DOCUMENT>
_ _ _ _
Noah J. Efron, A Chosen Calling: Jews in Science in the Twentieth Century, Johns Hopkins University Press, 2014, 149pp., $26.95, ISBN 1421413817

Reviewed by Mark Zelcer, State University of New York at Oswego, email: mark.zelcer@gmail.com

1920s United States saw the publishing of numerous popular science textbooks in Yiddish, like Z. P. Nathans’ Populere erlerung fun Aynshayn’s relaiṿie eorye (Popular Explanations of Einstein’s Theory of Relativity) and Yiddish translations of scientific classics like Darwin’s The Descent of Man1. These were geared toward a largely bilingual Jewish audience that had strong cultural ties to Yiddish (the language of European Jewry) and also to science. But what does it mean for an ethnicity to have strong cultural ties to science and how did it get that way in this case? Put another way, why put all this effort into producing Yiddish texts for an audience, part of which could get by in English and part of which was not particularly well educated enough to appreciate them? Why would Jews put such a Jewish spin on science?

Efron’s book seeks to answer a broader version of that question and explain the bond between science and Twentieth Century Jews. To be clear, though he mentions the famous theories, Efron did not write a book that proffers yet another reason for Jewish success in science. Nor did he write yet another book listing scientific achievements by Jews, though one does get a little of that inter alia. Instead we get a discussion of what I think is a more important but complementary and rarely asked question: How and why did science become so popular among Jews? What cultural forces prompted Jews of that period to identify so thoroughly with the advancement of science and the notion of scientific progress? His answer is that science was seen as a solution to the “Jewish question” that was so widely discussed in Europe until WWII: what to do with this strange minority that lives among us? Science, the book concludes, was at once a way for Jews to establish a modus vivendi with the larger societies in which they found themselves and to reform the broader cultures so as to encourage them to accept Jews into their midst (9).

The bulk of the slim, heavily footnoted, volume is taken up with three discussions whose upshot is that in the Twentieth Century being Jewish generally meant taking science very seriously as a force for good, for progress, for hope, and for integration. There are discussions and etiologies of the popularity of science among Jews in the United States, Russia, and Palestine - three places that represented alternative routes to modernity for Jews: liberal capitalism, revolutionary socialism, and pioneering Zionism respectively (7).
_ _ _ _
YOUR TASK> Write out the book review's wording, starting with "The bulk of" and going on through "Zionism respectively (7).". Rely on the book review alone.

DATASET EXTRACT>
_ _ _ _
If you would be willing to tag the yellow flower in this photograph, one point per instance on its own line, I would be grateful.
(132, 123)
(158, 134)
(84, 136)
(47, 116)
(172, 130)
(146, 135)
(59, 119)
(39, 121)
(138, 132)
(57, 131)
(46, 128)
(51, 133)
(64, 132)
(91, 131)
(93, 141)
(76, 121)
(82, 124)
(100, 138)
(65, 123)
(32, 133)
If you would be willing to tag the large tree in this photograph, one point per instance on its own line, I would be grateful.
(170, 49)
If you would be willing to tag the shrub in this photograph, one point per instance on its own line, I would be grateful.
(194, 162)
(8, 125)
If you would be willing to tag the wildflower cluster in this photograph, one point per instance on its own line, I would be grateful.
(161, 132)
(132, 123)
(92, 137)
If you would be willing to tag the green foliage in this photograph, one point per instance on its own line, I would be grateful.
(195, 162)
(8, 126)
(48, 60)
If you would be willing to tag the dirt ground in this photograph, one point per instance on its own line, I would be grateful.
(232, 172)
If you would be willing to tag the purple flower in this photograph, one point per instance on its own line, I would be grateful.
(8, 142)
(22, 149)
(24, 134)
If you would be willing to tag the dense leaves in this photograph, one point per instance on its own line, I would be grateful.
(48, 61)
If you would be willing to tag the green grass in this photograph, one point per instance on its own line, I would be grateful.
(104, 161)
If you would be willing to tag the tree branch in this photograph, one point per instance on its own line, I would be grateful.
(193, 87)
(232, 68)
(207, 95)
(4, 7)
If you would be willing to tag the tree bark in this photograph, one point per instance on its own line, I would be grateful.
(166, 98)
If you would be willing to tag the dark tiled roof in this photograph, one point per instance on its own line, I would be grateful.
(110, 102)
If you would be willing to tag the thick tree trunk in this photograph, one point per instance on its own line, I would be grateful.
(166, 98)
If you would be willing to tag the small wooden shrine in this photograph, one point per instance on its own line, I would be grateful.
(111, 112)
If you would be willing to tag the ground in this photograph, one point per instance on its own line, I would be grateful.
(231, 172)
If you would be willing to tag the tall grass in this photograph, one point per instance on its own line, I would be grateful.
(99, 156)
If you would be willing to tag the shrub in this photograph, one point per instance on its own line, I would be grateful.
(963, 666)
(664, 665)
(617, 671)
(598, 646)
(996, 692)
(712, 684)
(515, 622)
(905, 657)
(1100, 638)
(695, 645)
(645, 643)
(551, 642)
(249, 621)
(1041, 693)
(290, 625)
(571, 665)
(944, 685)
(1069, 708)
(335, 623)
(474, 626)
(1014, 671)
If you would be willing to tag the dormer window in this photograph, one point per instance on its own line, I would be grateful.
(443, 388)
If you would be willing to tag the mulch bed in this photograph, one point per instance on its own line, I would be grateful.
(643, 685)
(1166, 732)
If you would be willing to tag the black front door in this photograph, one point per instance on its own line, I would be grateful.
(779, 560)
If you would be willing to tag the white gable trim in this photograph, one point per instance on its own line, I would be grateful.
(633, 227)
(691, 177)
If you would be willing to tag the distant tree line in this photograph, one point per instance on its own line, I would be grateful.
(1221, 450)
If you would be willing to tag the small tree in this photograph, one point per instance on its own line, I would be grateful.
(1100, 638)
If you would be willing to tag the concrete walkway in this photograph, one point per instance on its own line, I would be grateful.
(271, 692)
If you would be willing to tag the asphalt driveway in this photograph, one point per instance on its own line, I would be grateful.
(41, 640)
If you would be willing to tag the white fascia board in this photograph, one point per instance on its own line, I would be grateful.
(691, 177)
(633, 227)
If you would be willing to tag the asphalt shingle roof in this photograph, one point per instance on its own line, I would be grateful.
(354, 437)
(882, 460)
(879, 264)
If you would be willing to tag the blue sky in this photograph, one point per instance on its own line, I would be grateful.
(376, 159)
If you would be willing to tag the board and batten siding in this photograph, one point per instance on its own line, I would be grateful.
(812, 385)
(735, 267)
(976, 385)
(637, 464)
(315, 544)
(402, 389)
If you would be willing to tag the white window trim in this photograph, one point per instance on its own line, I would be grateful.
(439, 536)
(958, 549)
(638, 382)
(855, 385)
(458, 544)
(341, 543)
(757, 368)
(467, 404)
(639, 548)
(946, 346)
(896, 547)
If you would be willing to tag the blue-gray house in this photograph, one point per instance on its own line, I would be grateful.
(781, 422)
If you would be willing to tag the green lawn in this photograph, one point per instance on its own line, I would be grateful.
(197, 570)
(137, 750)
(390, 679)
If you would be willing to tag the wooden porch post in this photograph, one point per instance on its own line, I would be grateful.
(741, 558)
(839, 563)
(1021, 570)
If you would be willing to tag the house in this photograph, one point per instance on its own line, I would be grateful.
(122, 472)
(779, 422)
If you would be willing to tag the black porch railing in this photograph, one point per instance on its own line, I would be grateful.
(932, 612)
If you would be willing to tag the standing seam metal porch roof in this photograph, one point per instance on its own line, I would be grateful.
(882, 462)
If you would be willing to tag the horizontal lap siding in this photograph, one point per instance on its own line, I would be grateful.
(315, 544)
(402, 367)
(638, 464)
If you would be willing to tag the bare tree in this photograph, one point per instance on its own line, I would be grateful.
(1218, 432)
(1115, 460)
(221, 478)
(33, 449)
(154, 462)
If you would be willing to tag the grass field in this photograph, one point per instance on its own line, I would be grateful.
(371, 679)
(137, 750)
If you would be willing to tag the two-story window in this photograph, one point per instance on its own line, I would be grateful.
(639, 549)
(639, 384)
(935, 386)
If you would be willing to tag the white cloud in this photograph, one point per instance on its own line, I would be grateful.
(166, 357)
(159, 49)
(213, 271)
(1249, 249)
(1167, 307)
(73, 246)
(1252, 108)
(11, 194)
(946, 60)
_ _ _ _
COMPLETE RESPONSE>
The bulk of the slim, heavily footnoted, volume is taken up with three discussions whose upshot is that in the Twentieth Century being Jewish generally meant taking science very seriously as a force for good, for progress, for hope, and for integration. There are discussions and etiologies of the popularity of science among Jews in the United States, Russia, and Palestine - three places that represented alternative routes to modernity for Jews: liberal capitalism, revolutionary socialism, and pioneering Zionism respectively (7).